WRITTEN TASK: Copy every line of the entries below verbatim, leaving out the pictures.

── EXTRACTED RECORDS

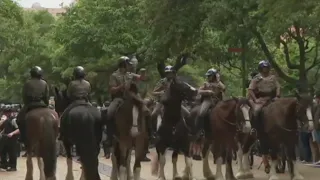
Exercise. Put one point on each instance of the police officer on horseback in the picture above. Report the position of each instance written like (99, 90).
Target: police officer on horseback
(120, 81)
(35, 93)
(160, 88)
(78, 92)
(263, 88)
(211, 93)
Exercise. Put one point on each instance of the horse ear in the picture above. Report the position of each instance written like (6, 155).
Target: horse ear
(56, 91)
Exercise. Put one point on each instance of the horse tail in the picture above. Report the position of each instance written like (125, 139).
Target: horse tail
(88, 147)
(155, 164)
(48, 146)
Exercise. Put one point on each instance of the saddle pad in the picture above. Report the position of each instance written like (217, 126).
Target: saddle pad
(35, 106)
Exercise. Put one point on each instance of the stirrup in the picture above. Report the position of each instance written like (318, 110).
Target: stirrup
(253, 130)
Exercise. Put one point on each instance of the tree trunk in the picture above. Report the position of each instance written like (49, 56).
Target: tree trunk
(244, 66)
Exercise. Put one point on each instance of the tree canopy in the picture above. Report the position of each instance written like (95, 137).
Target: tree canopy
(193, 35)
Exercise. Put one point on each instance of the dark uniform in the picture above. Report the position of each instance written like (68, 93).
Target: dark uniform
(121, 79)
(208, 100)
(35, 93)
(162, 85)
(9, 145)
(264, 89)
(78, 92)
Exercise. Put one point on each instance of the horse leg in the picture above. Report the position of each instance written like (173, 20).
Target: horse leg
(159, 160)
(187, 173)
(219, 160)
(114, 154)
(41, 168)
(82, 173)
(29, 175)
(124, 153)
(175, 174)
(244, 167)
(292, 163)
(241, 173)
(274, 163)
(68, 146)
(205, 162)
(140, 144)
(128, 165)
(229, 171)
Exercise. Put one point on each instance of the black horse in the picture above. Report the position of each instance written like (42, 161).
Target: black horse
(173, 130)
(82, 127)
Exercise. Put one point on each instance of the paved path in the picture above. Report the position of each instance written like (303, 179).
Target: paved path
(309, 173)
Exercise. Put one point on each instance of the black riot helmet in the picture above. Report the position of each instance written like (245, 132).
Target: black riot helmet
(78, 72)
(124, 61)
(36, 72)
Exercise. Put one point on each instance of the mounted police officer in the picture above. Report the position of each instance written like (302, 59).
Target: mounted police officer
(161, 87)
(35, 93)
(78, 92)
(211, 92)
(120, 80)
(9, 142)
(263, 88)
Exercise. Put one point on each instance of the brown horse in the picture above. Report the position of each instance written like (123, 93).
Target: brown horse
(225, 123)
(245, 140)
(242, 115)
(42, 128)
(280, 126)
(130, 133)
(172, 130)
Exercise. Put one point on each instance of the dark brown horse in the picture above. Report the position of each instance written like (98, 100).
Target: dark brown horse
(245, 140)
(42, 128)
(280, 126)
(226, 120)
(130, 134)
(82, 127)
(173, 130)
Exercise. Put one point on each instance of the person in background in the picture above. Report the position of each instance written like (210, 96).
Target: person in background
(106, 148)
(11, 133)
(143, 87)
(315, 138)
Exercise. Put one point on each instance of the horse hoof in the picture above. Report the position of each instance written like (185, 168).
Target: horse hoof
(267, 170)
(210, 178)
(273, 177)
(231, 178)
(241, 175)
(298, 177)
(219, 178)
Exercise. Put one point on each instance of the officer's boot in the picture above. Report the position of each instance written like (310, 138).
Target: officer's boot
(21, 126)
(106, 149)
(110, 132)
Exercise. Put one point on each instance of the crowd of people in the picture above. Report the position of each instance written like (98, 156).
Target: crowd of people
(309, 146)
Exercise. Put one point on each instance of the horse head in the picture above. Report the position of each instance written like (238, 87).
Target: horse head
(304, 106)
(244, 114)
(179, 91)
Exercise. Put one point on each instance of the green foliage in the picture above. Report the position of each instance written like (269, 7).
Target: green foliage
(95, 33)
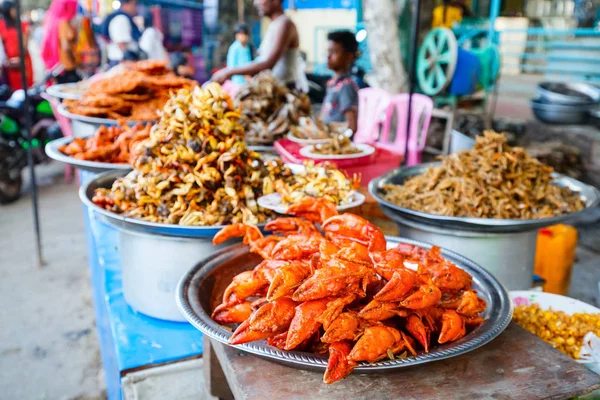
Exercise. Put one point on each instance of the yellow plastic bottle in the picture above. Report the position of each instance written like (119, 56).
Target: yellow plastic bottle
(555, 256)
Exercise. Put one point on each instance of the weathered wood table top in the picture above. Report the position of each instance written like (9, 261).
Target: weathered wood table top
(516, 365)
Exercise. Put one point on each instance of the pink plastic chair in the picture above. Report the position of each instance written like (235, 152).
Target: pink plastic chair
(422, 107)
(371, 104)
(65, 126)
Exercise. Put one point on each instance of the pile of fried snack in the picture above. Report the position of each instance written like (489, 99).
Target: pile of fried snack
(195, 168)
(343, 293)
(110, 144)
(321, 181)
(492, 180)
(136, 94)
(270, 109)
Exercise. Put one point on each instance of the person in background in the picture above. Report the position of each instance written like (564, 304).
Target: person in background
(278, 50)
(60, 40)
(10, 41)
(151, 41)
(121, 32)
(341, 98)
(449, 13)
(240, 52)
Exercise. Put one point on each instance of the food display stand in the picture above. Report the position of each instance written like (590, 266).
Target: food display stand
(514, 365)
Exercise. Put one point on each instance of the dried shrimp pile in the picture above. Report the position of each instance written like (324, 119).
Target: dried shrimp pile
(340, 144)
(563, 331)
(195, 168)
(320, 181)
(343, 293)
(110, 144)
(269, 108)
(137, 94)
(492, 180)
(314, 129)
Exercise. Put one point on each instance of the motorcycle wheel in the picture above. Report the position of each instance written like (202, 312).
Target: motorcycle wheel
(10, 188)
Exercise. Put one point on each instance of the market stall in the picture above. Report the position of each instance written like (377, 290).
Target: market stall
(315, 285)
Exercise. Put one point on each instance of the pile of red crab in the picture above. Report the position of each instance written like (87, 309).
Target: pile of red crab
(343, 292)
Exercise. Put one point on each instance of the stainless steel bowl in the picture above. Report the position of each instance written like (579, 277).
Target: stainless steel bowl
(52, 150)
(552, 113)
(201, 289)
(589, 195)
(568, 93)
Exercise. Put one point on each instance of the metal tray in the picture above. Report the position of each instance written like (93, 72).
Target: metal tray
(589, 194)
(52, 150)
(105, 180)
(57, 91)
(200, 290)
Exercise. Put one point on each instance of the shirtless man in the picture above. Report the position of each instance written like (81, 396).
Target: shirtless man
(278, 50)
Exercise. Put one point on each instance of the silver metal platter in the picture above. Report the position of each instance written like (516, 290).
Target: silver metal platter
(200, 291)
(65, 91)
(105, 180)
(589, 195)
(52, 150)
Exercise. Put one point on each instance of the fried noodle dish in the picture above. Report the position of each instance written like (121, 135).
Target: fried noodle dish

────

TASK SOLUTION:
Exercise. Put one point on each instance of the police officer on horseback in the picture above. Report the position of each instance written like (99, 90).
Target: police officer on horseback
(120, 81)
(35, 93)
(160, 88)
(78, 92)
(263, 88)
(211, 93)
Exercise. Put one point on each instance of the horse ear in the picture above. Report the position of each instance written like (6, 155).
Target: horse ear
(56, 91)
Exercise. Put one point on each instance of the horse tail in the picture above. Report the position of each instance written like (125, 139).
Target: horse tail
(88, 147)
(155, 164)
(48, 146)
Exercise. Put one point on each instance of the saddle pad in the picture above. Report the position of each instance written like (217, 126).
Target: saddle pad
(35, 106)
Exercise. Put one point on each instance of the stirrup in the picture above. Report the position of each instance written like (318, 110).
Target: stirrup
(253, 130)
Exercise. Put one point on each instance of the tree trunk in the picture above. Report the position of each instance written like (49, 56).
Target: tree trunk
(244, 66)
Exercise. Put one point on each instance of the tree canopy in the picture above. Report the position of each instance written like (95, 137).
Target: tree canopy
(193, 35)
Exercise. Put one point on each instance of the dark uniform in the picture above. Report the position of each instance written like (68, 93).
Target: dark uniform
(121, 79)
(208, 100)
(35, 93)
(162, 85)
(9, 145)
(264, 89)
(78, 92)
Exercise. Put one point on each instance of the horse leg in the picture above. Report the position of each instance written like (173, 20).
Target: horse leg
(159, 160)
(187, 173)
(219, 160)
(114, 154)
(41, 168)
(82, 173)
(29, 175)
(124, 153)
(175, 174)
(244, 167)
(292, 163)
(241, 173)
(274, 163)
(68, 146)
(205, 162)
(140, 144)
(128, 165)
(229, 171)
Exercise. Put one point on each instance of the black horse in the picture above. Report the position of each instance written like (42, 161).
Target: black horse
(173, 130)
(82, 127)
Exercise. Put one point on each instance of the paved path in the picture above. Report the position of each instance written like (303, 179).
Target: paved path
(309, 173)
Exercise. Put one point on each instance of the black riot helmet in the picture above. Report the position of each instance written like (245, 132).
Target: black riot helmet
(78, 72)
(124, 61)
(36, 72)
Exercise. Put one point on each instance of the mounted police officer in the picture above. Report the position of each instance written like (302, 59).
Target: mounted police officer
(161, 87)
(35, 93)
(78, 92)
(211, 92)
(120, 80)
(9, 142)
(263, 88)
Exercise. Put one point on each instance of the brown horse in the picture above. Report the position of each instance written like (123, 93).
Target: brown horse
(225, 123)
(245, 140)
(242, 115)
(42, 128)
(280, 126)
(130, 133)
(172, 130)
Exercise. Put one point on each instance of the dark brown horse in the picture above. Report the position of each instance written like (98, 100).
Target: dark brown horse
(245, 140)
(42, 128)
(280, 126)
(226, 120)
(130, 134)
(82, 127)
(173, 130)
Exercise. Put one point on each instance of the person in background in the picture above. Report the position of each instance written like (210, 96).
Target: person in background
(106, 148)
(11, 133)
(143, 87)
(315, 138)
Exercise. Put one point on each instance of the horse hoof in the picture above. Report the position of each instance written like (185, 168).
Target: horse hoof
(267, 170)
(210, 178)
(273, 177)
(231, 178)
(241, 175)
(298, 177)
(219, 178)
Exercise. Put one point on each instance of the officer's boot in the picture above. Report the position of each instance written like (310, 138).
Target: officer's boot
(21, 126)
(106, 149)
(110, 132)
Exercise. Put one point on each instance of the crowd of people in the picture above. Report the position of each instance written like (98, 156).
Target: crowd of people
(309, 146)
Exercise. Put one point on each instance of the horse head in the picture above. Report the position of each instance written like (238, 87).
Target: horse head
(304, 106)
(244, 114)
(179, 91)
Exercise. Put one point on each instance of the green foliage in the picture above. Report the position of each instance written like (269, 7).
Target: green foliage
(95, 33)
Exercise. Put one point on each instance of the yellow plastic bottle in the picture above. Report the position of each instance written like (119, 56).
Target: yellow plastic bottle
(555, 256)
Exercise. Put one point on each instance of the weathered wood table top in the picture above. Report the position of each instance written like (9, 261).
Target: weathered wood table top
(516, 365)
Exercise. Put one point on each instance of the pink plastic chair in the picture above. Report the position of each instance written like (235, 152).
Target: pink plastic chair
(422, 107)
(371, 104)
(65, 126)
Exercise. Put one point on each instance of the pile of fried snack in the picture above. Report the position of each instance written like (489, 99).
Target: pile of fried snack
(195, 168)
(343, 293)
(110, 144)
(321, 181)
(492, 180)
(136, 94)
(270, 109)
Exercise. Put one point on each instance of the person in background in the picture above. Report the position of each instance written like (564, 304).
Target: person in background
(278, 50)
(60, 40)
(10, 41)
(151, 41)
(121, 32)
(341, 98)
(449, 13)
(240, 52)
Exercise. Put one point on each instance of the food display stand in the picture above. Report the position of each instance written like (590, 266).
Target: food display stand
(514, 365)
Exercise. Put one point on each instance of the dried shrimp pile in the picture above. Report the position of each instance written like (324, 119).
Target: dried shrimp pile
(340, 144)
(563, 331)
(195, 168)
(320, 181)
(343, 293)
(110, 144)
(269, 108)
(137, 94)
(492, 180)
(314, 129)
Exercise. Put one point on each instance of the motorcycle wheel in the picture above. Report the position of each instance written like (202, 312).
Target: motorcycle wheel
(10, 188)
Exercise. Put one point on each instance of the market stall in the picture above. Report the position of each instance written like (377, 290).
Target: market stall
(315, 285)
Exercise. Put one point on each instance of the pile of red crab in the picture above. Report the position of each instance written like (87, 309).
Target: pile of red crab
(343, 292)
Exercise. Put one point on each instance of the stainless steel bowl in the picture above. Report the position of each instance written like (579, 277).
Target: stainless steel bowl
(52, 150)
(552, 113)
(201, 289)
(589, 195)
(568, 93)
Exercise. Put one point on each instance of the metal tray in the picture above. Report the position of each instance written like (93, 72).
Target: metal tray
(589, 194)
(52, 150)
(105, 180)
(57, 91)
(200, 290)
Exercise. Put one point on each instance of the shirtless man in the picture above. Report the position of each instance written like (81, 396).
Target: shirtless man
(278, 50)
Exercise. Put one point on each instance of the silver metal platter in the picture above. Report the position of each instance written like (516, 290).
Target: silver metal platter
(200, 291)
(65, 91)
(105, 180)
(589, 195)
(52, 150)
Exercise. Put one point on each instance of the fried noodle dish in the picture above. Report the position of each instance written like (121, 135).
Target: fried noodle dish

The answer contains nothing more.